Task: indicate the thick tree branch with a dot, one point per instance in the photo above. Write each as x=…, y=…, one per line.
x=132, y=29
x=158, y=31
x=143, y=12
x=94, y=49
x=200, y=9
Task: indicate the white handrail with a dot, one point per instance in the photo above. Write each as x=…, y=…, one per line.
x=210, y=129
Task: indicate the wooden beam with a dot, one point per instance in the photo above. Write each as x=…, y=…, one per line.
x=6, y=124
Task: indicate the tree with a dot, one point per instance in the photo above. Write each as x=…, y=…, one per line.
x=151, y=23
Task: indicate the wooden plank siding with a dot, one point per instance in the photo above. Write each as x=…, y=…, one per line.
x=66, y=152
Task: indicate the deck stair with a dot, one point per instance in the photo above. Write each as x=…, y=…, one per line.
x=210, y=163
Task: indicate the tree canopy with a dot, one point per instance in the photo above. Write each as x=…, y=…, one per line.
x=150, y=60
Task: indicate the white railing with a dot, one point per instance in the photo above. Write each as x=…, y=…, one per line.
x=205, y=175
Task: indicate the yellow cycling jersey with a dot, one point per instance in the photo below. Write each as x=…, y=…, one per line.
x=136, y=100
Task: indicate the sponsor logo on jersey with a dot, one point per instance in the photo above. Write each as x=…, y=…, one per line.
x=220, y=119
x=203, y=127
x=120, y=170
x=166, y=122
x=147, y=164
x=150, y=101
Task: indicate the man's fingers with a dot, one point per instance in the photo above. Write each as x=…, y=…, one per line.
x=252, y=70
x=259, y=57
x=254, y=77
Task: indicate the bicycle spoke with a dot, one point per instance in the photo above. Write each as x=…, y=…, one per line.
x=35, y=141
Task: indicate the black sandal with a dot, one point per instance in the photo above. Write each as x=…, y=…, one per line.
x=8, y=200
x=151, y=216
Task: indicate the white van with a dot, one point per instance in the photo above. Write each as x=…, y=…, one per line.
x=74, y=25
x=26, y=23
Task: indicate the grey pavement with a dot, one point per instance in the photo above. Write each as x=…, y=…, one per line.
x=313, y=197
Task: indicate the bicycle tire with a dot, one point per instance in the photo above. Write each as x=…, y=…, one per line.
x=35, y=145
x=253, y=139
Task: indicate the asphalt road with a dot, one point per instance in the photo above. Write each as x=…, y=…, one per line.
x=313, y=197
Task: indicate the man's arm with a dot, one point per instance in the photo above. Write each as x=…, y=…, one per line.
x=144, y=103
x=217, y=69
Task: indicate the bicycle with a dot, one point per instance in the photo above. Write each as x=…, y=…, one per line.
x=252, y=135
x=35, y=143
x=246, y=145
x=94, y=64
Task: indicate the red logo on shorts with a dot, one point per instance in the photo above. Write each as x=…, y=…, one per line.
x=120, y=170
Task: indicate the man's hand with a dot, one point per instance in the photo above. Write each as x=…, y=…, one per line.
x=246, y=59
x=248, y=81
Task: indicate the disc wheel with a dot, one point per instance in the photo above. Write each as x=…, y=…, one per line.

********************

Your task is to give the records above again, exactly.

Task: indicate the thick tree branch with a dot, one point per instance in the photo above. Write each as x=…, y=…, one per line.
x=132, y=29
x=158, y=31
x=143, y=12
x=94, y=49
x=200, y=9
Task: indicate the white handrail with a dot, one point per instance in the photo above. Write each as x=…, y=…, one per line.
x=210, y=129
Task: indicate the wooden beam with a dot, one point per instance in the photo above. Write each as x=…, y=…, one per line.
x=6, y=124
Task: indicate the tree with a dot, one point per instance in the photo above. Write each as x=…, y=…, one per line.
x=151, y=23
Task: indicate the wooden plank siding with a dot, one point per instance in the photo above. Write each as x=…, y=…, one per line.
x=66, y=152
Task: indicate the deck stair with a dot, one point per instance in the photo above. Write each as x=…, y=…, one per line.
x=210, y=163
Task: indicate the tree canopy with a dot, one point per instance in the photo above. Write each as x=…, y=…, one per line.
x=150, y=60
Task: indicate the white railing with a dot, one point per instance in the photo above. Write each as x=…, y=…, one per line.
x=205, y=175
Task: indicate the yellow cycling jersey with a dot, one point per instance in the photo below. Write each as x=…, y=…, one per line.
x=136, y=100
Task: indicate the sponsor logo on jersey with a dot, one point per instance in the photo above. Write each as x=…, y=…, one per line.
x=220, y=119
x=203, y=127
x=120, y=170
x=166, y=122
x=147, y=164
x=150, y=101
Task: indicate the man's fingers with a dot, one point per instance in the photo above. Write each as x=…, y=…, one per line.
x=252, y=70
x=259, y=57
x=254, y=77
Task: indicate the bicycle spoke with a dot, one point per instance in the photo above. Write each as x=…, y=…, one per line.
x=35, y=141
Task: indicate the black sandal with a dot, one point per instance in the photo above. Write each as x=…, y=…, one per line.
x=8, y=200
x=151, y=216
Task: indicate the white van with a dot, one point per instance in the photo above. Write each as x=…, y=…, one per line.
x=74, y=25
x=26, y=23
Task: indicate the grey pavement with a dot, one point per instance in the photo above. Write each as x=…, y=…, one per line.
x=313, y=197
Task: indicate the bicycle tire with a dot, one point per instance in the photo above. Write each as x=…, y=…, one per line.
x=35, y=145
x=253, y=139
Task: indicate the asphalt road with a dot, one point per instance in the photo above. Write each as x=…, y=…, one per line.
x=313, y=197
Task: indicate the man's arm with a dot, one point per instance in the photo above. Write each as x=…, y=…, one per line.
x=144, y=103
x=217, y=69
Task: indicate the bicycle with a dot, one point per instance in the photo above. Write each as x=…, y=…, one per line.
x=252, y=135
x=35, y=143
x=246, y=145
x=94, y=64
Task: indicate the red logo on shorts with a dot, one point per instance in the photo above. Write each as x=…, y=…, one per line.
x=120, y=170
Task: indicate the man's hand with a dot, one point per instance in the photo above. Write each as x=…, y=…, one per line.
x=246, y=59
x=248, y=81
Task: indicate the disc wheel with a dot, one point per instance in the photo above. Write each as x=…, y=…, one per line.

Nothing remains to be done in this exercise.